**作業の指示:**
「the ivy plant」を含む行から始めて「pixel 10 641」を含む行まで（両端を含む）を、「glass」を「crystal」に差し替えて書き出してください。ほかの部分は一切変えず、これらの行だけを示してください。

______

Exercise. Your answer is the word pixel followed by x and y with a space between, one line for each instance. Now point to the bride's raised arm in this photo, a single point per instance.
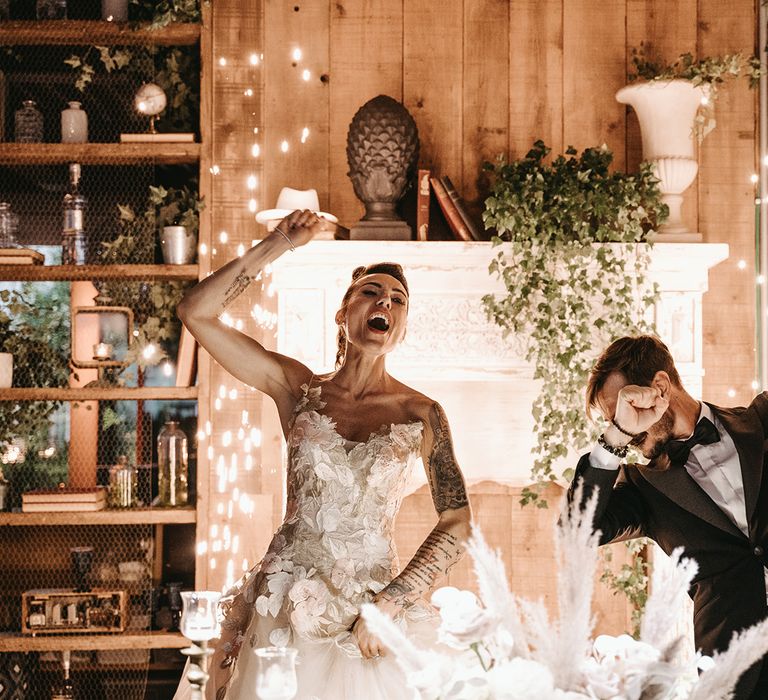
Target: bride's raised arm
pixel 242 356
pixel 444 545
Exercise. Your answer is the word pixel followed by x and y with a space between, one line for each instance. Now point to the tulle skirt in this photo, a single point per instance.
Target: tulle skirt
pixel 324 669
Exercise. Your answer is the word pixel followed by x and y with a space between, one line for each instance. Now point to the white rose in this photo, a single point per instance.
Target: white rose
pixel 463 620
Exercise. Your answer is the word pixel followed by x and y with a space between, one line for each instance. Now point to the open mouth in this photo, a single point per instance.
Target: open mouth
pixel 378 322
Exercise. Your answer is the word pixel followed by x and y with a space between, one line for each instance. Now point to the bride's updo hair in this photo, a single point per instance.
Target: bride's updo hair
pixel 391 269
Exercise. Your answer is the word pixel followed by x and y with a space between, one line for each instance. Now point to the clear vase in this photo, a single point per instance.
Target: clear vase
pixel 74 124
pixel 173 466
pixel 51 9
pixel 28 123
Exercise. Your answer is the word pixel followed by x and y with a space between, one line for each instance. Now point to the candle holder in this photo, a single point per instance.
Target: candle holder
pixel 276 673
pixel 199 624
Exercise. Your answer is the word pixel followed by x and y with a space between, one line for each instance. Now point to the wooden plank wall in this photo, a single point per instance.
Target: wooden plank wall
pixel 484 77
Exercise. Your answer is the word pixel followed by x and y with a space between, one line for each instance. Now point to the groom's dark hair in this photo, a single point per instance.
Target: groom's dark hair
pixel 638 358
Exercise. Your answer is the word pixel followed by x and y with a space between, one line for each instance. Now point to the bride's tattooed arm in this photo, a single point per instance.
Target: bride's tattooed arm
pixel 444 545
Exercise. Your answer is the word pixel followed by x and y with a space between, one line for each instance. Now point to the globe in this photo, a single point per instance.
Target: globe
pixel 150 99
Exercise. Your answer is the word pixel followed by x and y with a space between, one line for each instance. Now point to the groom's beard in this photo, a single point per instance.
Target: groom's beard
pixel 653 443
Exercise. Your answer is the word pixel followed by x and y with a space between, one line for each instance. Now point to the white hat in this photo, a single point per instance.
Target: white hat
pixel 290 200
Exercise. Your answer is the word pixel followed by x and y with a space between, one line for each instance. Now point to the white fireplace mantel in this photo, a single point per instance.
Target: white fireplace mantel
pixel 451 351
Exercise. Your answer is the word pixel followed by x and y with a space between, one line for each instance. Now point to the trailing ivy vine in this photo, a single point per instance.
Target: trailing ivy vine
pixel 710 72
pixel 573 242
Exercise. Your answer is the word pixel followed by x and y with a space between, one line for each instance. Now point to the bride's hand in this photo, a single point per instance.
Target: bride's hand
pixel 370 646
pixel 300 227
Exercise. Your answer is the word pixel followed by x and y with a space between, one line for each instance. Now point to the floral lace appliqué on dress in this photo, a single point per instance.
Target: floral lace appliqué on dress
pixel 334 551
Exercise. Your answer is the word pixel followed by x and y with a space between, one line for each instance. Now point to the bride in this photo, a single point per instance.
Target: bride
pixel 353 436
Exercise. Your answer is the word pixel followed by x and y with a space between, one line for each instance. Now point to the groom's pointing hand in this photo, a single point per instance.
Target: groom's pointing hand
pixel 639 407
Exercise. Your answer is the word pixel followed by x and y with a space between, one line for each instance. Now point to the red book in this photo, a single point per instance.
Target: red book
pixel 463 213
pixel 452 216
pixel 422 205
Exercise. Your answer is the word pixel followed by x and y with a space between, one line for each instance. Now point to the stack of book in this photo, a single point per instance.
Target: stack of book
pixel 64 499
pixel 463 226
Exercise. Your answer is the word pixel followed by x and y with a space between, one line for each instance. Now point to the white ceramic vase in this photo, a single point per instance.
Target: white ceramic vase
pixel 178 245
pixel 74 124
pixel 666 111
pixel 6 370
pixel 114 10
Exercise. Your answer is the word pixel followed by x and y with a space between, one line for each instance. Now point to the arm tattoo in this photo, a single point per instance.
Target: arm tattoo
pixel 445 479
pixel 238 286
pixel 439 552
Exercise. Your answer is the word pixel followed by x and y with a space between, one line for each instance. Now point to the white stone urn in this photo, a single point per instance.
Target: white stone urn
pixel 666 111
pixel 6 370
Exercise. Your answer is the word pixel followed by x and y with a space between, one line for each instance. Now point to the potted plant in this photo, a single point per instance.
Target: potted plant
pixel 178 216
pixel 153 303
pixel 573 252
pixel 675 105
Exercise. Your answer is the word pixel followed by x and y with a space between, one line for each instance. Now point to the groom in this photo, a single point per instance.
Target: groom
pixel 703 488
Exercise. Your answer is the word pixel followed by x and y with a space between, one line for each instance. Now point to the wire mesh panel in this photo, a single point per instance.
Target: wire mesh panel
pixel 97 246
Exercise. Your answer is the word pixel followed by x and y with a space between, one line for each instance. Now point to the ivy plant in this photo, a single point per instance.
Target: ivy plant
pixel 154 304
pixel 34 328
pixel 631 580
pixel 573 249
pixel 710 72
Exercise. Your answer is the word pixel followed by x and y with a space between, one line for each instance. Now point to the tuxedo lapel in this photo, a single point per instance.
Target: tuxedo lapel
pixel 747 432
pixel 680 488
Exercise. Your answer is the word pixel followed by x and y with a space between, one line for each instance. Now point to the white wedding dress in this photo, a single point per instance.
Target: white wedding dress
pixel 334 551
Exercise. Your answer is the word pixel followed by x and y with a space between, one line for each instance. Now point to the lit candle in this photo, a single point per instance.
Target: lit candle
pixel 102 351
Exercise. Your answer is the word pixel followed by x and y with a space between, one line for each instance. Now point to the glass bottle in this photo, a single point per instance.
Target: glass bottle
pixel 122 484
pixel 74 245
pixel 173 467
pixel 9 226
pixel 74 124
pixel 51 9
pixel 28 123
pixel 64 689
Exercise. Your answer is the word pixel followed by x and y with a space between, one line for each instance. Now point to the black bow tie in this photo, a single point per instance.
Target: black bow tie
pixel 705 433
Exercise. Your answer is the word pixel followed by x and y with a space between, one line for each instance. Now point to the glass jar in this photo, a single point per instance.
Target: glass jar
pixel 28 123
pixel 123 484
pixel 74 124
pixel 172 465
pixel 51 9
pixel 9 226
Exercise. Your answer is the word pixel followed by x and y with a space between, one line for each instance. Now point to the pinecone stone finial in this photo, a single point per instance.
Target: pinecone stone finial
pixel 382 152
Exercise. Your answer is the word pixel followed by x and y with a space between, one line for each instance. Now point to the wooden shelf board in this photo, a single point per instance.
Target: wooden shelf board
pixel 133 516
pixel 89 32
pixel 117 393
pixel 19 273
pixel 97 153
pixel 10 641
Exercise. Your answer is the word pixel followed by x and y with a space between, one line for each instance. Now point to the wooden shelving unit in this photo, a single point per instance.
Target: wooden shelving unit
pixel 74 32
pixel 117 393
pixel 98 153
pixel 47 273
pixel 132 516
pixel 96 642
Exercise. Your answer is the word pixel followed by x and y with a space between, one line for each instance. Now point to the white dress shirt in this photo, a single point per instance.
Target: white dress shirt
pixel 716 468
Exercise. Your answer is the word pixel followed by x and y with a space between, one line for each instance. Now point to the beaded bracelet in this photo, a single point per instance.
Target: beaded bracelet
pixel 621 430
pixel 285 235
pixel 619 450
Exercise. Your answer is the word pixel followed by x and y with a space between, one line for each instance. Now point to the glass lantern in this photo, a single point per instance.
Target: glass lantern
pixel 173 465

______

**想定される解答:**
Exercise. Your answer is the word pixel followed by x and y with a space between, one line for each instance. Now point to the ivy plant in this photo, a single point per instance.
Target: ivy plant
pixel 154 304
pixel 34 328
pixel 631 580
pixel 573 249
pixel 710 72
Exercise. Your answer is the word pixel followed by x and y with a space between, one line for each instance. Now point to the tuxedo lapel in this photo, a single point per instance.
Target: tuxedo lapel
pixel 747 432
pixel 680 488
Exercise. Your answer is the word pixel followed by x and y with a space between, one line for each instance. Now point to the white wedding dress in this photo, a single point per instance.
Target: white wedding dress
pixel 334 551
Exercise. Your answer is the word pixel followed by x and y with a space between, one line for each instance. Now point to the lit candle in this photo, a single point per instance.
Target: lit candle
pixel 102 351
Exercise. Your answer is the word pixel followed by x and y with a space between, one line for each instance. Now point to the crystal bottle in this photo, a single point per instance.
Target: crystal bottle
pixel 122 484
pixel 74 245
pixel 173 467
pixel 9 226
pixel 74 124
pixel 51 9
pixel 28 123
pixel 64 689
Exercise. Your answer is the word pixel followed by x and y with a space between, one line for each instance. Now point to the black bow tie in this photo, a single point per instance.
Target: black bow tie
pixel 705 433
Exercise. Your answer is the word pixel followed by x and y with a space between, one line for each instance. Now point to the crystal jar in this photo, a single point per instance.
Target: crystal jar
pixel 28 123
pixel 123 484
pixel 74 124
pixel 172 465
pixel 51 9
pixel 9 226
Exercise. Your answer is the word pixel followed by x and y with a space between, one line for each instance. Now point to the pinecone stone finial in this photo, a single point per instance.
Target: pinecone stone finial
pixel 382 152
Exercise. Your answer is the word pixel followed by x and y with a space between, one line for each instance. Now point to the wooden shelf board in this photo, a single point per instance.
Target: wooden shelf board
pixel 133 516
pixel 89 32
pixel 117 393
pixel 19 273
pixel 97 153
pixel 10 641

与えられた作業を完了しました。